Region pointing data:
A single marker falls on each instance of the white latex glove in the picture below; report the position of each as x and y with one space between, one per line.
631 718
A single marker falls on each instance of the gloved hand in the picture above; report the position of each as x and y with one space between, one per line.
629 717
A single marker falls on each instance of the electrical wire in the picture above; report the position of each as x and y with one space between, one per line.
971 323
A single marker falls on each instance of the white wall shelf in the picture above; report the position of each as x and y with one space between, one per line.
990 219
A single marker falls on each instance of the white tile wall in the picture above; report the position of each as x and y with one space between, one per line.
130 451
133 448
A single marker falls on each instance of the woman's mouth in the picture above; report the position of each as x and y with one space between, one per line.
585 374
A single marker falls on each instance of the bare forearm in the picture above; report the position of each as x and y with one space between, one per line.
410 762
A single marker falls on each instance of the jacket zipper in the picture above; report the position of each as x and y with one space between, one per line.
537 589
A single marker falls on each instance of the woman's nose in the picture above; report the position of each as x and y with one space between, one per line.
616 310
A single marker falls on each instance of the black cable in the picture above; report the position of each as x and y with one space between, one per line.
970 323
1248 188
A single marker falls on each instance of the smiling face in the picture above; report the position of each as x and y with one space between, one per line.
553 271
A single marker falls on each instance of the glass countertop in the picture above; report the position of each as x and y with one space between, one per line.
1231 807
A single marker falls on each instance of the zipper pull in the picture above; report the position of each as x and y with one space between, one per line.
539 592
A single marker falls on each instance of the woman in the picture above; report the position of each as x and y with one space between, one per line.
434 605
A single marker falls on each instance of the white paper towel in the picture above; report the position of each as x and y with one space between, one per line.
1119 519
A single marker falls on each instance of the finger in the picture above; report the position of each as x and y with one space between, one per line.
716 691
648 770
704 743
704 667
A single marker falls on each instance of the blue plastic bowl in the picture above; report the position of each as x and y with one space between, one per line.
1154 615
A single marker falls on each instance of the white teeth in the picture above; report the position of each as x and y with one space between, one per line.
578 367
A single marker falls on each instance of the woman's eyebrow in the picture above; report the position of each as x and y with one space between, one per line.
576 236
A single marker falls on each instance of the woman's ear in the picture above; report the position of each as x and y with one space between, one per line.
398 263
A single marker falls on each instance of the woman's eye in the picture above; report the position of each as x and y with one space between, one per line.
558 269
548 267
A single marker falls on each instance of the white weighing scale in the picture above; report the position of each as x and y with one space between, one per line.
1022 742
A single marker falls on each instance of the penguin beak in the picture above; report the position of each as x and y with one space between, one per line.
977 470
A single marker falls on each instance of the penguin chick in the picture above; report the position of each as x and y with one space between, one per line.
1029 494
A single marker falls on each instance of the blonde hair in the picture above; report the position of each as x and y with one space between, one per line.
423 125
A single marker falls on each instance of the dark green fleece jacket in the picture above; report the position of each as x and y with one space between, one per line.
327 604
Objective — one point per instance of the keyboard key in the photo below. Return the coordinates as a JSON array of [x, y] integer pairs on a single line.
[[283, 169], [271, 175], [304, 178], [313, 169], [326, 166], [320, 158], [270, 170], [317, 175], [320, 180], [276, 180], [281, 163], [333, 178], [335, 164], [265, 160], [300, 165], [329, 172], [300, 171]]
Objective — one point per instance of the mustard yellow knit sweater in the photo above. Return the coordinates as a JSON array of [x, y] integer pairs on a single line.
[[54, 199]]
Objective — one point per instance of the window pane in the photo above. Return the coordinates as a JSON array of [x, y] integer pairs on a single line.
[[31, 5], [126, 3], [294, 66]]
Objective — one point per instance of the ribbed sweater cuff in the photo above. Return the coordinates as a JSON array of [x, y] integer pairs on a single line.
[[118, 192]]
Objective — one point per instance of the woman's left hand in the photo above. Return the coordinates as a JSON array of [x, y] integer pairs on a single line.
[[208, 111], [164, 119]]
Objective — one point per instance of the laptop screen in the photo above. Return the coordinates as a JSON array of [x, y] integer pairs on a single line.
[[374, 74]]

Problem description
Nothing in the records may be left out; copy them all exactly.

Task solution
A single marker falls on each instance of the white latex glove in the picture below; report the position of each as x and y with one space between, one per line.
631 718
A single marker falls on each instance of the gloved hand in the picture above; report the position of each as x and y with one space between, one per line.
629 717
A single marker falls on each instance of the electrical wire in the picture above; report the position of each as x and y with one space between, one per line.
971 323
A single marker falls on each instance of the white wall shelf in the picture above; report the position of each as x and y with one space between, one per line.
990 219
A single marker falls on each instance of the white tile wall in the picture above; report the position of each as x and y with one space between, one per line.
130 451
133 448
A single marker falls on each instance of the woman's mouth in the picture above; report the position of each as x and y with one space between, one per line.
585 374
A single marker falls on each instance of the bare forearm in the picture above; report the position of each as x and y with one space between, one per line.
410 762
A single marker falls on each instance of the jacket zipper in the picture above; report the position of each as x and y with one space between, one per line.
537 589
A single marker falls on each instance of the woman's nose in the picture above; report the position of each as x and y with one space between, one per line.
616 310
A single marker falls on each instance of the black cable in the picture above; report the position of each as x and y with one space between, one per line.
970 323
1248 188
A single marker falls on each instance of the smiling face in the picture above; report the position of each as x and y with one space between, one per line.
553 271
A single marker falls on each instance of the glass countertop in the picture above; report the position of each as x and y with one space between, one per line.
1231 807
A single marker falls on each instance of the zipper pull in the picture above; report the position of each as x and y with one space between, one per line.
539 592
A single marker falls on each instance of the woman in the picture above; report the position of each as x and y with one space between, one per line.
434 605
A single marker falls on each instance of the white paper towel in the picture above; report the position of each as x and y with one space between, one per line.
1119 519
A single marker falls on each instance of the finger in the picture above; report the position of each as x and y with one space between, one per line.
716 691
648 770
704 743
704 667
A single marker falls on each instance of the blue plastic bowl in the picture above; report the position of each as x and y with one space between, one per line.
1154 615
A single marker falls on each instance of the white teeth in the picture above; report the position of each as x and y with one space between, one per line.
578 367
A single marker falls on each instance of the woman's eyebrow in the picture above; report the position of each as x and y with one space between, one per line.
576 236
A single marker falls on each instance of the woman's ear in the picture above; report the position of each as x and y with one space between, one per line.
398 263
A single marker falls on each instance of the woman's eye in the picture above; report the position of each as x and y with one space between, one per line.
558 269
548 267
A single marker falls on each instance of the white weighing scale in the picture above; report the position of each as x and y with one space between, one per line.
1022 742
A single marker falls on each instance of the penguin beak in the picture above; report the position of each as x and y with one space between, one per line.
977 470
A single marker falls on each instance of the penguin chick in the picture above; report the position of each as x and y with one space between, one per line.
1029 494
A single marker falls on each instance of the blonde hair in the picture above; report the position of each as x and y with one space between, one per line.
423 125
A single marker falls on each instance of the dark green fleece jacket in the picture above; report the position of each as x and y with one space between, one per line.
327 604
Objective — one point per instance of the keyboard key in the photo below. Return the coordinates as a JSON array of [x, y] integer pairs on a single line.
[[283, 169], [271, 175], [304, 178], [313, 169], [326, 166], [320, 158], [270, 170], [317, 175], [320, 180], [276, 180], [281, 163], [333, 178], [335, 164], [265, 160], [300, 165], [329, 172], [300, 171]]
Objective — one point per instance of the mustard yellow knit sweater in the photo above. Return the coordinates as a JSON array of [x, y] integer pairs on a single line.
[[54, 199]]
Objective — one point per instance of the window pane in the photo above. Return the coordinates as a JSON array of [x, y] integer pairs on a single line.
[[31, 5], [126, 3], [294, 66]]
Objective — one point per instance of the ribbed sweater cuff in the photo above. Return the coordinates as a JSON array of [x, y] integer pairs on a single line.
[[118, 192]]
Objective — one point per instance of the woman's left hand in the photo above. Return the coordinates as a JSON array of [x, y] integer pairs on a single line.
[[208, 111], [164, 119]]
Objective — one point per instance of the laptop screen in the photo above. Return the coordinates as a JSON array of [x, y] integer pairs on a single line.
[[374, 74]]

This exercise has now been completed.